** Begin Source excerpt **
This renderer emphasizes stacked feature maps and left-to-right progression.
It is especially useful for CNN-focused figures, publication graphics, and
teaching material that should resemble classic LeNet-style architecture
diagrams.
Parameters
----------
model : Any
Keras model instance to visualize.
LeNet view works best for sequential or mostly sequential models where
channel progression and stage-by-stage feature-map flow are the main
story.
to_file : str, optional
Path to save the rendered image. The image format is inferred from the
file extension.
The rendered ``PIL.Image`` is returned whether or not this value is
supplied. Use this when you want to save the figure and keep working
with the in-memory image.
min_xy : int, default=20
Minimum rendered width and height for a feature-map face in pixels.
This prevents small feature maps from becoming visually insignificant in
diagrams that also contain much larger spatial layers.
max_xy : int, default=220
Maximum rendered width and height for a feature-map face in pixels.
Use this to keep very large early feature maps from dominating the
overall composition.
scale_xy : float, default=4.0
Multiplier applied to feature-map width and height before clamping.
This is one of the main controls for the overall apparent scale of the
stacks in the figure.
type_ignore : sequence of type, optional
Layer classes to exclude from rendering.
This is useful for hiding utility layers that add noise to the diagram
without changing the main architectural story.
index_ignore : sequence of int, optional
Layer indices to exclude from rendering.
Use this when you need precise control over individual layers rather
than excluding every instance of a class.
color_map : mapping, optional
Mapping from layer class to broad style values such as ``fill`` and
``outline``.
This is the quickest way to define a consistent color language by layer
type. Use ``styles`` when you need per-layer overrides.
background_fill : Any, default='black'
Background color for the final image.
Dark backgrounds often work well in LeNet mode because they increase
contrast with the stacked feature maps and connectors.
padding : int, default=20
Outer padding around the full diagram in pixels.
Increase this when labels or wide stacks feel too close to the image
boundary.
layer_spacing : int, default=40
Horizontal spacing between successive stacks.
This is the main control for how compact or open the left-to-right flow
feels.
map_spacing : int, default=4
Offset between visible feature maps within a stack.
Larger values emphasize the layered stack effect. Smaller values create
a tighter and more compact look.
max_visual_channels : int, default=12
Maximum number of feature maps to draw for a single layer.
This keeps high-channel layers readable. Additional channels are still
represented conceptually, but they are not all drawn individually.
connector_fill : Any, default='gray'
Color used for connections between stacks.
Neutral connector colors are usually best because the stack fills and
labels already carry most of the semantic styling.
connector_width : int, default=1
Line width used for connections between stacks.
** End Source excerpt **
** Begin Provided data **
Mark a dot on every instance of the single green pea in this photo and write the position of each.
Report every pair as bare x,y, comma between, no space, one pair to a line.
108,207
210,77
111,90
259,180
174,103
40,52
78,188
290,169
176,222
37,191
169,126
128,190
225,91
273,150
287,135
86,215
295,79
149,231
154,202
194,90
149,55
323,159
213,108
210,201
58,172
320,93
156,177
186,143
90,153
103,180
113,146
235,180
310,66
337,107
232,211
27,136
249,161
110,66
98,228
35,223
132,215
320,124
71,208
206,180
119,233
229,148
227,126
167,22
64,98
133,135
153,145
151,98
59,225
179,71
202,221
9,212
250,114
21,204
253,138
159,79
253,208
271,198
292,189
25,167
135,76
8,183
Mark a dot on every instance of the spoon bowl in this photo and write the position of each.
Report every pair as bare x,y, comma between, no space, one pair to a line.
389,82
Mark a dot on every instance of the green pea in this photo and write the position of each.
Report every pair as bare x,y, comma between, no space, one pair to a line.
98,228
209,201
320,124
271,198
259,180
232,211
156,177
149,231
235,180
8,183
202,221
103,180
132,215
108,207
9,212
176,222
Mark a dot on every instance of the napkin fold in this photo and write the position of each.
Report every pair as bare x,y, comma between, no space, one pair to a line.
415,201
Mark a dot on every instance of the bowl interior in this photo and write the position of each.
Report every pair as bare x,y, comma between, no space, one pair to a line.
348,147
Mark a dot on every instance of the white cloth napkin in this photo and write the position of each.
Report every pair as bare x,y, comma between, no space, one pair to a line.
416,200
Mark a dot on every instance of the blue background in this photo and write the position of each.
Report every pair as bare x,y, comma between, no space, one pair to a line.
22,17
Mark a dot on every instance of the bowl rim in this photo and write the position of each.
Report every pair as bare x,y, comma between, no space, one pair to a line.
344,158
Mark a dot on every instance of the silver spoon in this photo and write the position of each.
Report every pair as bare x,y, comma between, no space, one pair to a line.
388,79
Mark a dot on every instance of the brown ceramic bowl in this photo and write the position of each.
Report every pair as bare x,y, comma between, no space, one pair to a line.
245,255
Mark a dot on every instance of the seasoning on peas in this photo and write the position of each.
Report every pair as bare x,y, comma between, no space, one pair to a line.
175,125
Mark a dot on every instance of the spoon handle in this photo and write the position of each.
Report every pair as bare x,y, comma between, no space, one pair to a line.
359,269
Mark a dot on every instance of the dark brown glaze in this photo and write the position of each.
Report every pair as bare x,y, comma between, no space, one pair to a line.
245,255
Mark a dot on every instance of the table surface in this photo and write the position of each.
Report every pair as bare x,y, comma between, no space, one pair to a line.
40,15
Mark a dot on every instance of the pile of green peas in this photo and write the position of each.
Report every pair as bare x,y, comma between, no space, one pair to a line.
** End Provided data **
- To be done -
[a] Copy the lines of the entries, starting at the line that contains "Mark a dot on every instance of the spoon handle" and ending at the final line of the entries.
[b] Write a continuation of the LeNet-style renderer documentation, picking up after its final sentence.
The renderer documentation and the dataset entries are independent of each other.

- Answers for the exercise -
[a]
Mark a dot on every instance of the spoon handle in this photo and write the position of each.
Report every pair as bare x,y, comma between, no space, one pair to a line.
359,269
Mark a dot on every instance of the dark brown glaze in this photo and write the position of each.
Report every pair as bare x,y, comma between, no space, one pair to a line.
245,255
Mark a dot on every instance of the table surface in this photo and write the position of each.
Report every pair as bare x,y, comma between, no space, one pair to a line.
40,15
Mark a dot on every instance of the pile of green peas in this photo and write the position of each.
Report every pair as bare x,y, comma between, no space, one pair to a line.

[b]
Increase this for large exported figures or diagrams intended for
presentation screens.
patch_fill : Any, default='#7db7ff'
Default fill color used for receptive-field or projection patches.
Patches help explain how one stack maps into the next. Choose a color
that remains visible against both the stack fill and the background.
patch_outline : Any, default='black'
Outline color used for receptive-field or projection patches.
A clear outline helps patches remain visible even when the fill color is
partially transparent.
patch_scale : float, default=1.0
Relative size multiplier applied to connector patches.
Increase this when patches should read more prominently. Reduce it when
they distract from the stacks themselves.
patch_alpha_on_image : int, default=140
Alpha value used when a patch is drawn over an embedded face image.
Lower values let the underlying image remain more visible. Higher values
make the patch read more strongly.
seed : int, optional
Seed used for deterministic placement of randomized patch elements.
Set this when you want repeated renders to remain visually consistent.
draw_connections : bool, default=True
If ``True``, draw connections between successive stacks.
Disable this when you want a cleaner figure that focuses only on the
stacks and labels.
draw_patches : bool, default=True
If ``True``, draw receptive-field and projection patches where
applicable.
Patches are often useful in explanatory figures, but turning them off
can simplify the diagram considerably.
font : PIL.ImageFont.ImageFont, optional
Font used for top and bottom labels.
A custom font is useful when the figure needs to match an existing
document or slide style.
font_color : Any, default='white'
Text color used for labels.
This should contrast clearly with ``background_fill`` and remain legible
against the rendered stacks.
top_label_callable : callable, optional
Callable receiving ``(layer, render_shape)`` and returning the label to
place above a stack.
This is the main hook for custom top annotations such as tensor sizes or
stage identifiers.
bottom_label_callable : callable, optional
Callable receiving ``(layer, render_shape)`` and returning the label to
place below a stack.
This is often used for layer names or layer types while the top label
communicates tensor shape.
top_label : bool, default=True
If ``True``, render top labels.
Disable this when the figure should stay compact or when only one label
position is needed.
bottom_label : bool, default=True
If ``True``, render bottom labels.
This is often paired with ``top_label`` to split different kinds of
information across two lines of annotation.
top_label_padding : int, default=6
Vertical padding between a stack and its top label.
Increase this when multiline labels or large fonts feel cramped.
bottom_label_padding : int, default=6
Vertical padding between a stack and its bottom label.
Increase this when bottom labels collide with other elements or need
more breathing room.
styles : mapping, optional
Fine-grained per-layer style overrides keyed by layer name or layer
class.
Use this for embedded images, per-layer patch settings, stack spacing
overrides, and other local adjustments that are too specific for
``color_map``. Supported keys include ``face_image``,
``face_image_fit``, ``face_image_alpha``, and ``face_image_inset``.
options : LenetOptions or mapping, optional
Configuration bundle applied after ``preset`` and before explicit
keyword arguments.
Use this when you want to reuse a LeNet-style configuration across
multiple models or examples.
preset : str, optional
Name of a preset from ``visualkeras.LENET_PRESETS``. LeNet mode
currently provides ``default``, ``compact``, and ``presentation``.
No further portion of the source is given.